*** Begin section ***

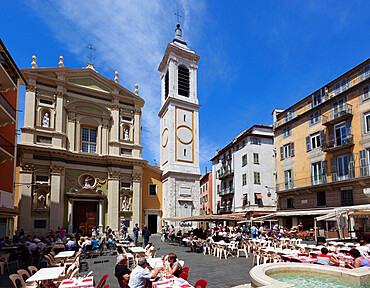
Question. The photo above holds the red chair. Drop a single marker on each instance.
(201, 283)
(184, 276)
(50, 284)
(102, 281)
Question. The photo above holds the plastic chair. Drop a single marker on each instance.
(32, 269)
(183, 276)
(102, 281)
(201, 283)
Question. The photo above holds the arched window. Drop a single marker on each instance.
(183, 81)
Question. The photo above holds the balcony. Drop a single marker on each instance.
(7, 112)
(6, 150)
(226, 191)
(338, 143)
(337, 114)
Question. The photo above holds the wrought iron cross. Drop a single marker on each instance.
(178, 16)
(91, 55)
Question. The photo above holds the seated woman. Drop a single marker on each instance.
(174, 267)
(324, 259)
(359, 261)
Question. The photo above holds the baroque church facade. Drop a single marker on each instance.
(179, 128)
(80, 156)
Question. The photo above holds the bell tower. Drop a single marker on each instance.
(179, 115)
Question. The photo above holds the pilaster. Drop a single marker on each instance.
(137, 195)
(25, 196)
(113, 199)
(57, 196)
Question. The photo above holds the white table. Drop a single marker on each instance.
(65, 254)
(46, 274)
(137, 249)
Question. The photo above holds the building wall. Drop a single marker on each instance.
(152, 205)
(303, 190)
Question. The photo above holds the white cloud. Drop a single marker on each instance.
(129, 36)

*** End section ***

:: DIRECTIONS FOR THIS TASK ::
All of the data must be set down exactly, with no pictures included.

:: RESULT FOR THIS EXERCISE ::
Question. The photo above holds the red chair. Drop a single marker on each instance.
(201, 283)
(184, 276)
(50, 284)
(102, 281)
Question. The photo above holds the plastic chair. Drop a single marker on each instance.
(32, 269)
(183, 276)
(102, 281)
(201, 283)
Question. The photo above holds the arched window. Drop a single marker on each instance.
(183, 81)
Question. The photo above holds the balcony. Drop a single marker on each instance.
(7, 112)
(6, 150)
(226, 191)
(338, 143)
(337, 114)
Question. The photo above holds the wrought iron cross. Drop a single marker on each instance.
(178, 16)
(91, 55)
Question. The photo above holds the seated woman. Drop a single marker on each instance.
(174, 267)
(324, 259)
(359, 261)
Question. The photo above holds the baroque church facade. Drop a single marker on each instance.
(179, 128)
(80, 156)
Question. The photo above holds the bell tower. Drop a single marker on each instance.
(179, 115)
Question. The photo above holds the pilaster. Drop a single marker on each instance.
(137, 195)
(25, 196)
(113, 199)
(57, 196)
Question. The photo above holds the white table. Drop a single marker on each instance.
(65, 254)
(46, 274)
(137, 249)
Question. The photo above holds the building wall. Drop a single marker on each instance.
(152, 205)
(303, 190)
Question. The photo above holds the white cloud. Drop a single marker on each instance.
(129, 36)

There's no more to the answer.